Recorded data:
○ ○ ○ ○ ○

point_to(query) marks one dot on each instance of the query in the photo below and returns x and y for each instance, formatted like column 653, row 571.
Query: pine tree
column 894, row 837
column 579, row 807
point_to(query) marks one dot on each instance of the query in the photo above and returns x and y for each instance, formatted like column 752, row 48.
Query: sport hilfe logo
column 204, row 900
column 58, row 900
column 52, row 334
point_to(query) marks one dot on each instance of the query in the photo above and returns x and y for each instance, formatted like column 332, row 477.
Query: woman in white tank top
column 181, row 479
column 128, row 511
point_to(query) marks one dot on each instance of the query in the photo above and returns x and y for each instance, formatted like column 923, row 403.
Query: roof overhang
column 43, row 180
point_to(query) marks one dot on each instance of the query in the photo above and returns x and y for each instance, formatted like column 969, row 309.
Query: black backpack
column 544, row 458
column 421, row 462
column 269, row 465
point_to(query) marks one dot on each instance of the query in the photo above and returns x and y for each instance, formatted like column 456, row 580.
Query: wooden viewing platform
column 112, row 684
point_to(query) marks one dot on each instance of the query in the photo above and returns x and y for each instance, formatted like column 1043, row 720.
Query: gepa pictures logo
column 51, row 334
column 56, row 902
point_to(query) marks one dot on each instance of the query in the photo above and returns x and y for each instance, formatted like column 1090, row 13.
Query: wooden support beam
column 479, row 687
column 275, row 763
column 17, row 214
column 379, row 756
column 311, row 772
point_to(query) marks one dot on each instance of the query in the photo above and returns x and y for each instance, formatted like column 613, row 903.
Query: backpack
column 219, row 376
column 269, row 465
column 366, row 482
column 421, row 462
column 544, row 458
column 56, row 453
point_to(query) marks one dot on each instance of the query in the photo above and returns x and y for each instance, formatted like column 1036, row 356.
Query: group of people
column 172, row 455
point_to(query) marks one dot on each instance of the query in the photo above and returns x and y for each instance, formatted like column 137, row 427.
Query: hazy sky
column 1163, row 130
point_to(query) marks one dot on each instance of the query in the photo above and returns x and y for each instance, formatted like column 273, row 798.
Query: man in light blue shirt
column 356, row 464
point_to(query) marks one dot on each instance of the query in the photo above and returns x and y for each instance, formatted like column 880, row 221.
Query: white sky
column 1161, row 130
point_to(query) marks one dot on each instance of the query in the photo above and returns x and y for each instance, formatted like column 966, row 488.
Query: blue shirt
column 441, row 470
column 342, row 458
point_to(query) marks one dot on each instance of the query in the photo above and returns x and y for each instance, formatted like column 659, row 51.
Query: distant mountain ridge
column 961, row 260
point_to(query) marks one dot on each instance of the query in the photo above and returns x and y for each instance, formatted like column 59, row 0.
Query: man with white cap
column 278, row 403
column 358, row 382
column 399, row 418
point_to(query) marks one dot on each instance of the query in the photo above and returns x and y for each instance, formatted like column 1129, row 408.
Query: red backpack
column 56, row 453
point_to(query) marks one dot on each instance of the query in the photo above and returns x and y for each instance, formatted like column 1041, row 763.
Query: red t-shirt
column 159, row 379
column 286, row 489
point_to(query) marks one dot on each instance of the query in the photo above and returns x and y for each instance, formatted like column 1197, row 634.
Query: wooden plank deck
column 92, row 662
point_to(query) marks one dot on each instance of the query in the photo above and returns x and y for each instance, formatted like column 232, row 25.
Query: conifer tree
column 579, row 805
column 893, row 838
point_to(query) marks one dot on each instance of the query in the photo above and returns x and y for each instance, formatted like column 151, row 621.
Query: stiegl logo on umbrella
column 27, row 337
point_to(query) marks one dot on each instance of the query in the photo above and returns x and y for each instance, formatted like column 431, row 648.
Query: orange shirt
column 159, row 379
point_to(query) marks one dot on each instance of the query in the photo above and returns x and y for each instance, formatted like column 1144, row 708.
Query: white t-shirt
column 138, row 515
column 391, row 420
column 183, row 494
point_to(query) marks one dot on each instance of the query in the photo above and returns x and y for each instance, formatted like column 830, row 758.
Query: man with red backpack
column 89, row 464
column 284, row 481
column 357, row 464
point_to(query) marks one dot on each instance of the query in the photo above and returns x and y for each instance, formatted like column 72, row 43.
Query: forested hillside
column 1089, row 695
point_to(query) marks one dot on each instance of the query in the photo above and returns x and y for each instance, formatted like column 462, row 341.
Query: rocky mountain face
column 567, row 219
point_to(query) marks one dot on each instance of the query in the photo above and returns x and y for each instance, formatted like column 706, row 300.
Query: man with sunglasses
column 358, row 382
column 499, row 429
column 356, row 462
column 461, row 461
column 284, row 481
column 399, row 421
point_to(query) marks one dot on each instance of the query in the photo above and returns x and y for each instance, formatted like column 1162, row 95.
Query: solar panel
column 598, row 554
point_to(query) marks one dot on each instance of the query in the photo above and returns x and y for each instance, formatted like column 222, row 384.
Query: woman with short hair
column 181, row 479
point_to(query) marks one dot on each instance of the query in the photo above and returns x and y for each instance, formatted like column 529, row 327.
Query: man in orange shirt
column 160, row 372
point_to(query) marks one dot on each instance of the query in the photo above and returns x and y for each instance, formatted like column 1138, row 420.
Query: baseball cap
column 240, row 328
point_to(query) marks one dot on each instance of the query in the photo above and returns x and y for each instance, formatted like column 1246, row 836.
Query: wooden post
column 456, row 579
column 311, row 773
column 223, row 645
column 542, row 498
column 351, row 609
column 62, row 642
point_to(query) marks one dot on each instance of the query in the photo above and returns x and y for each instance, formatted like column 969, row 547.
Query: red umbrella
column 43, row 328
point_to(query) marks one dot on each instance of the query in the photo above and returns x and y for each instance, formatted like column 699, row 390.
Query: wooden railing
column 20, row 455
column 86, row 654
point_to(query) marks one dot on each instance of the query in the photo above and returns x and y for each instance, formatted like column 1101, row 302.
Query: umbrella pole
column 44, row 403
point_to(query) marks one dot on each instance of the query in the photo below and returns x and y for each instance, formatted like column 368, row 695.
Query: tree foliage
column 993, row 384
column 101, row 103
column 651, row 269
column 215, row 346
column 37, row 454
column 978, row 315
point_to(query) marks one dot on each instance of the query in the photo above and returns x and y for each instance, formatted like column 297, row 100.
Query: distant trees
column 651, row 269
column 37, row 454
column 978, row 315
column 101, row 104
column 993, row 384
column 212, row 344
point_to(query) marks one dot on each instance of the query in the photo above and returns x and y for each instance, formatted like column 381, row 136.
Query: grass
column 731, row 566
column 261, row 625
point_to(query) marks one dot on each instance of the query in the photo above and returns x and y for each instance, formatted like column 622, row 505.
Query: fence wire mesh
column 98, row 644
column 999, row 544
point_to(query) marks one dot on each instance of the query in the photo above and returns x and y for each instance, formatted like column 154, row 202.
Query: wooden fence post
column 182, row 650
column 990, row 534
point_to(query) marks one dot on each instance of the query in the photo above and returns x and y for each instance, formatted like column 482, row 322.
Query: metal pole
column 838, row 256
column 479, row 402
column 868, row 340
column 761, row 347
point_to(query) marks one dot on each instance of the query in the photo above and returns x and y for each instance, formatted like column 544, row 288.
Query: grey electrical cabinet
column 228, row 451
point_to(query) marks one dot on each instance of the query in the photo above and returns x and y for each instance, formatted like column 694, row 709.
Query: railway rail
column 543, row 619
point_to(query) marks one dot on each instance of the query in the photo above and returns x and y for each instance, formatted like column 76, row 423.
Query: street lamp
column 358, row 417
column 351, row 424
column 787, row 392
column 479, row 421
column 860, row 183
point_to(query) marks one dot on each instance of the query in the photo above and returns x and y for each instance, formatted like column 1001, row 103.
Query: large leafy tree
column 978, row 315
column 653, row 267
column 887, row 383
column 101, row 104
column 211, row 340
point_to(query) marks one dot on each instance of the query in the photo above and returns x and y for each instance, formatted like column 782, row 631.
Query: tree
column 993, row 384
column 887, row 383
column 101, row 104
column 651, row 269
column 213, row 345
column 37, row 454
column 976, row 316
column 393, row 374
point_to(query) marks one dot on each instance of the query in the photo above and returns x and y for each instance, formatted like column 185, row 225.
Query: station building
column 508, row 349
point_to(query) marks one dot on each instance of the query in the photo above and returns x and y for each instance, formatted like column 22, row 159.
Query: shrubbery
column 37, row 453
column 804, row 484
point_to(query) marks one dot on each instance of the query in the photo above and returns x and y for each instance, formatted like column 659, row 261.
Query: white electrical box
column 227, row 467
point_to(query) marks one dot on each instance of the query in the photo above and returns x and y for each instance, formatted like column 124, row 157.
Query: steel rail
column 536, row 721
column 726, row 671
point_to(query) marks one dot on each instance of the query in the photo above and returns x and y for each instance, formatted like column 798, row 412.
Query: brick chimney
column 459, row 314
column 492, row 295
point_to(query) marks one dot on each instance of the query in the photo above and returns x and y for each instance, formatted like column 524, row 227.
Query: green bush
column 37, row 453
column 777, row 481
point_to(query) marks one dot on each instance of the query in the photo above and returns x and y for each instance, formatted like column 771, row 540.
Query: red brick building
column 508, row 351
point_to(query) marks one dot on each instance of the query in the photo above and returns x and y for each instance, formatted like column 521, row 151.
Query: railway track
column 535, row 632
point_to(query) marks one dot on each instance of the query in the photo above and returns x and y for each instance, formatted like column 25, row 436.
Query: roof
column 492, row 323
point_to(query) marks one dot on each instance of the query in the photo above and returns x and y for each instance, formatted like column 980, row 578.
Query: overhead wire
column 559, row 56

○ ○ ○ ○ ○

» **Exercise brief**
Transcribe exactly, and only, the lines from the one with "798, row 412." through the last line of the data.

» **Solution to this problem**
point_to(query) marks one dot on each instance of the query in the photo above and returns x and y for each instance, formatted like column 798, row 412.
Query: brick chimney
column 459, row 314
column 492, row 295
point_to(query) marks one dot on each instance of the query in the photo above and returns x and y for each instance, formatted like column 524, row 227.
Query: green bush
column 37, row 453
column 777, row 481
point_to(query) marks one dot on each instance of the query in the photo above and returns x and y for each instance, formatted like column 771, row 540.
Query: red brick building
column 508, row 351
point_to(query) marks one dot on each instance of the query in the photo above and returns x and y for each instance, formatted like column 521, row 151.
Query: railway track
column 535, row 632
point_to(query) marks one dot on each instance of the query in the photo above and returns x and y for each instance, formatted like column 25, row 436.
Query: roof
column 492, row 323
point_to(query) marks one dot on each instance of the query in the photo above and returns x and y for each instance, formatted like column 980, row 578.
Query: overhead wire
column 559, row 56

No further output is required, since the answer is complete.